# [WHAT THE TASK ASKS]
Can you give the rows again from the line with "subject: dog's head" through the end of the rows, switching "region" to "area" and leaving everything else unchanged?

──────

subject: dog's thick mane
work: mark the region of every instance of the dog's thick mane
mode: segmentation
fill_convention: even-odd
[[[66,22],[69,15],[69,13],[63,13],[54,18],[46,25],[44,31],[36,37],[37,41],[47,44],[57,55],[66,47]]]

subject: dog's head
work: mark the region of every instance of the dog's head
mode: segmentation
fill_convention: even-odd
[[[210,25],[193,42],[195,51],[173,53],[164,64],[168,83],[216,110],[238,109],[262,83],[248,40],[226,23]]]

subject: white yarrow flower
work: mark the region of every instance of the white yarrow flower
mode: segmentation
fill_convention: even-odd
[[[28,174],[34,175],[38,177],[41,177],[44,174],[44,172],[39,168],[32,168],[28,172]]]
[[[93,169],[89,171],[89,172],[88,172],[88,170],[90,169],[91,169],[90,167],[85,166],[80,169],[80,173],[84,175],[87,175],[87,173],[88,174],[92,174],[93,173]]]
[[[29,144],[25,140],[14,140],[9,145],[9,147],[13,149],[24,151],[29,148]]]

──────

# [OUTPUT FOR THIS EXERCISE]
subject: dog's head
work: mark the area of every instance of the dog's head
mode: segmentation
fill_convention: even-odd
[[[210,25],[193,42],[195,51],[173,53],[164,64],[168,83],[216,110],[238,109],[262,83],[248,40],[226,23]]]

subject: white yarrow flower
work: mark the area of every instance of the white yarrow flower
mode: segmentation
fill_convention: even-odd
[[[28,174],[34,175],[38,177],[41,177],[44,174],[44,172],[39,168],[32,168],[28,172]]]
[[[93,169],[89,171],[89,172],[88,172],[88,170],[90,169],[91,169],[90,167],[85,166],[80,169],[80,173],[84,175],[87,175],[87,173],[88,174],[92,174],[93,173]]]
[[[29,144],[25,140],[14,140],[9,145],[9,147],[13,149],[24,151],[29,148]]]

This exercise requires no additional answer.